Artifacts identified as belonging to the Paleo-Indian (15,000-6,000 B.C.) and Archaic (6,000-200 B.C.) cultures have been
found in the area, indicating it was occupied for more than 17,000 years.
When the first Europeans arrived in
the region in the 1500's, the area in and around Hall County was home to a sizeable Apache Indian population. However, by the late 1700's, Comanches (Southern Shashones) and Kiowas
rode by horesback into into the area, hunting buffalo and raiding the Apache Indian villages sucessfully driving out the Apaches. Up until the early 1800's, large buffalo
herds grazed the open areas of what became Hall and Bailey counties.
(1839/1841) PRESIDENT LAMAR DRIVES OUT MOST INDIAN TRIBES
President Mirabeau B. Lamar, who took office as President of the Republic of Texas at the end of 1838, had a very hostile attitude towards Indians than did Sam Houston. Lamar believed that the Indians had no integrity; thus, there was no possibility of peaceful negotiation or co-existence. The only solution to the violent clashes between whites and Indians was to rid Texas of the Indians--permanently.
Lamar sent a commission including David G. Burnet, Thomas J. Rusk, and Albert Sidney Johnston, to negotiate the removal of the tribe to the Arkansas territory. He also deployed about 900 army regulars, volunteers, and militia to East Texas.
President Lamar, Commander and Chief of the Texas Army Regulars responsible for Driving Most Indians out of Texas.
On July 15, 1839, several hundred warriors under Chief Bowl engaged the Texans near present-day Tyler. In the initial battle, the Indians were defeated, losing eighteen men to the Texans' three. The next day, the Texans pursued the retreating Indians and inflicted more than 100 casualties, Chief Bowl among them. They also burned the Indian villages and chased the Indians across the Red River into neighboring Indian Territory (Oklahoma).
In the aftermath of the Cherokee battles, many of the weaker or more peaceful tribes Texas were also forced to relocate.
By 1841, East Texas was almost entirely cleared of Indians. The Alabamas and Coushattas were exceptions. They were regarded as a peaceful tribe who had aided Texans during the Runaway Scrape (after the fall of the Alamo and Santa Anna's army was searching for Sam Houston's army). The Alabamas and Coushattas were granted two leagues of land along the Trinity River.
WESTERN INDIANS UNDEFEATED UNTIL THE 1870s
However, the western part of the Texas Republic was a different matter.

**Stated goal 1**
In the Texas history excerpt, about how many army regulars, volunteers, and militia did Lamar send to East Texas?

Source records
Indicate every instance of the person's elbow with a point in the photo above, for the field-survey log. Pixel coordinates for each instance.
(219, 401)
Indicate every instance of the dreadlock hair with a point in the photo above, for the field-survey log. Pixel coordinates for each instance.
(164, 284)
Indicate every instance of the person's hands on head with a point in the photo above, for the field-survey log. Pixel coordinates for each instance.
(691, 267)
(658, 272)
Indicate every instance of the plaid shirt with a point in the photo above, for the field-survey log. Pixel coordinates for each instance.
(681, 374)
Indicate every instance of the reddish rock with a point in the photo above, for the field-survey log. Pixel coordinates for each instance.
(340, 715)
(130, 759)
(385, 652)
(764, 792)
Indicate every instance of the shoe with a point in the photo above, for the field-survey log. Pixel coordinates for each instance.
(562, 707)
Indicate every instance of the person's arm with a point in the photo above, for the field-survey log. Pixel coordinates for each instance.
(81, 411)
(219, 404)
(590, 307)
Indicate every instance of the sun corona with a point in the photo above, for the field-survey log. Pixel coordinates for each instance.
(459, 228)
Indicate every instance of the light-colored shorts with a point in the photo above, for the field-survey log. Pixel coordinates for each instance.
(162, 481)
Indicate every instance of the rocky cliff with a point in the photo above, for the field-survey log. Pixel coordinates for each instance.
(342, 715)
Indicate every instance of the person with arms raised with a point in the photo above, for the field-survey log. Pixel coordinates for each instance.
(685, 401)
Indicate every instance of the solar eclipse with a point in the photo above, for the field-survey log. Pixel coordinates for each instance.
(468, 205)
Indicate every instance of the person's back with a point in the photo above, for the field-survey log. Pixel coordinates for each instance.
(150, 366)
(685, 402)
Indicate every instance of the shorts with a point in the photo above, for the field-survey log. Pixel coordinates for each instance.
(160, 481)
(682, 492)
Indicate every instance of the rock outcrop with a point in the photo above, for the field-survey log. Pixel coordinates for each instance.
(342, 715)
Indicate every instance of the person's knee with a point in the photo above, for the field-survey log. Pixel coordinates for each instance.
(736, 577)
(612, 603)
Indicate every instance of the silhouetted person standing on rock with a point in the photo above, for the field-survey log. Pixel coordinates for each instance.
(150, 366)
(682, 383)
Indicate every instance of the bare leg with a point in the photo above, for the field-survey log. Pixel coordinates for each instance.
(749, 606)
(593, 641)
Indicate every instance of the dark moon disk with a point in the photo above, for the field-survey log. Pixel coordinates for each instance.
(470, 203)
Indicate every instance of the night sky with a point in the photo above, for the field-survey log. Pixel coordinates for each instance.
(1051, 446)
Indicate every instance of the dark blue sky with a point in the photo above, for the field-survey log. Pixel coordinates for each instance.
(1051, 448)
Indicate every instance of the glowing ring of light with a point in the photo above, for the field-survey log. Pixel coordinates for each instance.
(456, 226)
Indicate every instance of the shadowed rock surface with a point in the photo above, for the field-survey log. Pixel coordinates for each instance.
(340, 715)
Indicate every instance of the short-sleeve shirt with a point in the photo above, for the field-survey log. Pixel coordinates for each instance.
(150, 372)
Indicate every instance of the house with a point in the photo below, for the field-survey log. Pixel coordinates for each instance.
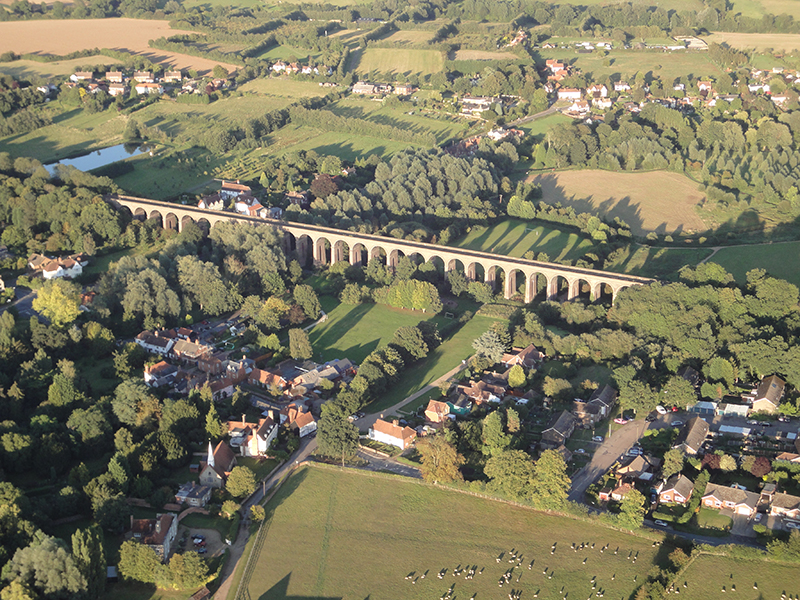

**Stated goal 2**
Return every line of the entries that contains the string "shorts". Case counts.

**Complete response 1**
About 900.

**Complete response 2**
Indicate every instance of the light-colored shorts with a point in the photo above, for the field-survey log. Pixel coordinates for each instance.
Indicate every instance of the shorts with a point in the photo above, for the field-survey log. Pixel coordinates for each instance.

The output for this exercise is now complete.